## Task to complete:
Count the lines in the rows below that contain the string "knob". Reply with the number alone.

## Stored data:
******

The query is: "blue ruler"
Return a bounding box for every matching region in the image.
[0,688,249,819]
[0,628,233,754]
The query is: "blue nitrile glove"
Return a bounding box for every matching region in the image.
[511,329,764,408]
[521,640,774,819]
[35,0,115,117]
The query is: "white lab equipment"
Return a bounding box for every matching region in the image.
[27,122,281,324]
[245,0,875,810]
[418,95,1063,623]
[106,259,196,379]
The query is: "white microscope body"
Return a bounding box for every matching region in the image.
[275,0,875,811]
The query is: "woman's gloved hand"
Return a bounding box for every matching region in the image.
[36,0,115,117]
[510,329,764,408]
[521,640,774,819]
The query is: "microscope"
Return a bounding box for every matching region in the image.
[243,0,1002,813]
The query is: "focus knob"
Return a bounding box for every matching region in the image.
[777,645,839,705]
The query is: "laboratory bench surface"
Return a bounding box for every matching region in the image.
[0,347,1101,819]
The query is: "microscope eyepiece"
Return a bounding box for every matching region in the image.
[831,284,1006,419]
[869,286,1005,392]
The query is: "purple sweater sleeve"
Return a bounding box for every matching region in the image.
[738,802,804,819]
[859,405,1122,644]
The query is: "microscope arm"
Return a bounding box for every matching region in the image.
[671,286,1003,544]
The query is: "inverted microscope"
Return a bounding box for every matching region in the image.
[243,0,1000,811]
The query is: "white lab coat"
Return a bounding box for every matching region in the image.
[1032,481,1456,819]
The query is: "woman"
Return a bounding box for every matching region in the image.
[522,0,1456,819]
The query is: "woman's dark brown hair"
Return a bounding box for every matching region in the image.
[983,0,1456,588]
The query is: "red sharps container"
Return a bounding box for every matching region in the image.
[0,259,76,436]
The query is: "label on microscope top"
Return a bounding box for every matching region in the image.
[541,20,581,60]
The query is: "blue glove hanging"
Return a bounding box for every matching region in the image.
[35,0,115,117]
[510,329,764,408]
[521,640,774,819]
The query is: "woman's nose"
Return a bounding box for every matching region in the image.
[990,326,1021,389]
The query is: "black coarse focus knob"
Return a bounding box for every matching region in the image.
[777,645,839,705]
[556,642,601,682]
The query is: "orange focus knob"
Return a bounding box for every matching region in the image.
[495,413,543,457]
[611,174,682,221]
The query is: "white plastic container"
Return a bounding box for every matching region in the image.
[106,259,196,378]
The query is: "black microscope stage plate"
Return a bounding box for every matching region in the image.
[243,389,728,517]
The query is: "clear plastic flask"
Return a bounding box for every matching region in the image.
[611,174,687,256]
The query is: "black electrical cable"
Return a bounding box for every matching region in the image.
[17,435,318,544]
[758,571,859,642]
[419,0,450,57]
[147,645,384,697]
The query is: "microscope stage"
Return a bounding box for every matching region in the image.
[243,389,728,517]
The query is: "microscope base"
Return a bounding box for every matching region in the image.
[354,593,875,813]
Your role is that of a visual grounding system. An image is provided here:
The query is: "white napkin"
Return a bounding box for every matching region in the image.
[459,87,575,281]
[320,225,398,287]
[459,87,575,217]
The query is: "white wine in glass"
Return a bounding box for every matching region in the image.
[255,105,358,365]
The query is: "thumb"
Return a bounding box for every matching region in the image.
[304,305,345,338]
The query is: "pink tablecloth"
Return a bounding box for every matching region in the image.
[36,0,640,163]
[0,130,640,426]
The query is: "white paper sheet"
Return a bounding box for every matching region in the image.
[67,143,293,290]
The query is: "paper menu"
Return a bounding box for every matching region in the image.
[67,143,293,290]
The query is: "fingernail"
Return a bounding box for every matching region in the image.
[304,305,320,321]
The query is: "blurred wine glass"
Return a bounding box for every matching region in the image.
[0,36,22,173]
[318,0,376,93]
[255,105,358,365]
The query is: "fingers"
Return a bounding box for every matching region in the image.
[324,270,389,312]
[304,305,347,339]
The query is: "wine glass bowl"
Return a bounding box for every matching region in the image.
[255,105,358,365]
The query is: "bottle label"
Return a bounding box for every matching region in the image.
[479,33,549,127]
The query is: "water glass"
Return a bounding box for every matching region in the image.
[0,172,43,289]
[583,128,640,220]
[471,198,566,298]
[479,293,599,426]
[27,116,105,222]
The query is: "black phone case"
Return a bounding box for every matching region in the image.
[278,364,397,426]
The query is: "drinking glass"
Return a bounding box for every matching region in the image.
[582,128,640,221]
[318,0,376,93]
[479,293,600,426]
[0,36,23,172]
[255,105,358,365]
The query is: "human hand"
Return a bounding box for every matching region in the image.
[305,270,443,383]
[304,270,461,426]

******

## Task answer:
3